**Task to complete:**
Answer these questions about the court opinion excerpt:
1. What weekly wage rate did the blackboard use for the lost wages figure?
2. Why does the court say it is unable to judge whether the blackboard figures had an adequate evidentiary basis?
3. Which statute do the defendants say the judge violated in the charge?

======== Text block

4. During his closing argument the plaintiff’s counsel used a blackboard which remained in place while the judge delivered his charge. Set up in tabular form were:$27,358 in medical bills; $33,000 loss of wages at $200 a week from the time of the accident to time of trial; $150,000 loss of future earnings at roughly the same rate, assuming a period of fifteen years (or $100,000, assuming ten years) — life expectancy being shown as nineteen years. The total was $210,358 (or $160,358) damages. The precise grounds of the defendants’ objections to the blackboard are not clearly shown in the record, but the following comments are in order.

Permission to use a blackboard as a graphic aid is discretionary with the trial judge and abuse of discretion is not shown. Everson v. Casualty Co. of Am. 208 Mass. 214, 219-220 (1911). Hamilton v. Heath, 246 Mass. 335 (1923). Commonwealth v. St. John, 261 Mass. 510, 520 (1928). Cf. Farrell v. Matchett, 310 Mass. 87 (1941). See generally Leach and Liacos, Handbook of Massachusetts Evidence, 290-291 *815(1967). It is said to be the better practice to remove the blackboard at the close of counsel’s argument so that the jury may concentrate on the judge’s charge, Haycock v. Christie, 249 F. 2d 501 (D. C. Cir. 1957); Cross v. Robert E. Lamb, Inc. 60 N. J. Super. 53, 76 (1960); annotation, 86 A. L. R. 2d 239 (1962), but a fetish need not be made of this; it is a matter of discretion for the trial judge.

Was there an adequate evidentiary basis for the figures displayed — especially the $200 rate assuming total disability (and without discount of the figures to present value) — or was there a distortion of the evidence going beyond those exaggerations acceptable as the expression of a moderate partisan zeal? See Doherty v. Ruiz, 302 Mass. 145, 146-148 (1939); Gardner v. State Taxi, Inc. 336 Mass. 28, 30 (1957); Kane v. Fields Corner Grille, Inc., supra, 341 Mass, at 643-646 (1961); Nisbet v. Medaglia, 356 Mass. 580, 583-584 (1970). We are unable to judge of this because the whole of counsel’s closing argument does not appear of record. Even if, standing alone, the blackboard demonstration went impermissibly afield, it may have been corrected and confined by other remarks of counsel not before us.

5. The defendants contend that the judge “charge[d] with respect to matters of fact” in violation of G. L. c. 231, § 81,14 in the sense of putting undue stress on evidence favorable to the plaintiff and skimping evidence on the defendants’ side. We do not find that the judge’s attention was squarely directed to the points now objected to, see Sawyer v. Worcester Consol. St. Ry. 231 Mass. 215, 219 (1918); Mansell v. Larsen, 311 Mass. 607, 612-613 (1942), but in all events the contention is not borne out by a review of the charge in the light of so much of the evidence as is embodied in the bill of exceptions.

================
======== Supplied information

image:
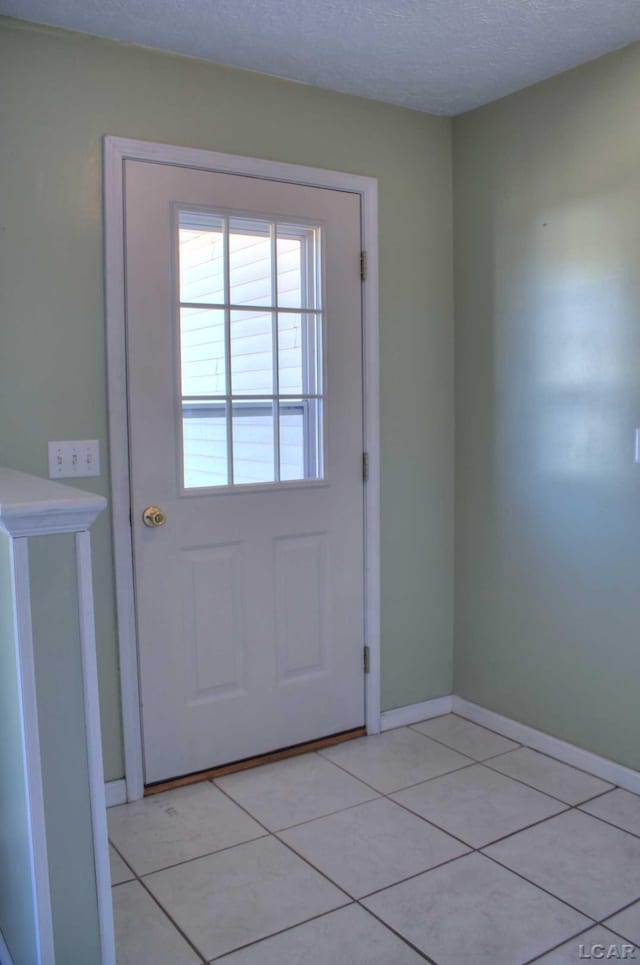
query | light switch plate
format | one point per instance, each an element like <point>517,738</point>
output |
<point>77,458</point>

================

**Exercise answer:**
1. $200 a week.
2. The whole of counsel's closing argument does not appear of record.
3. G. L. c. 231, § 81.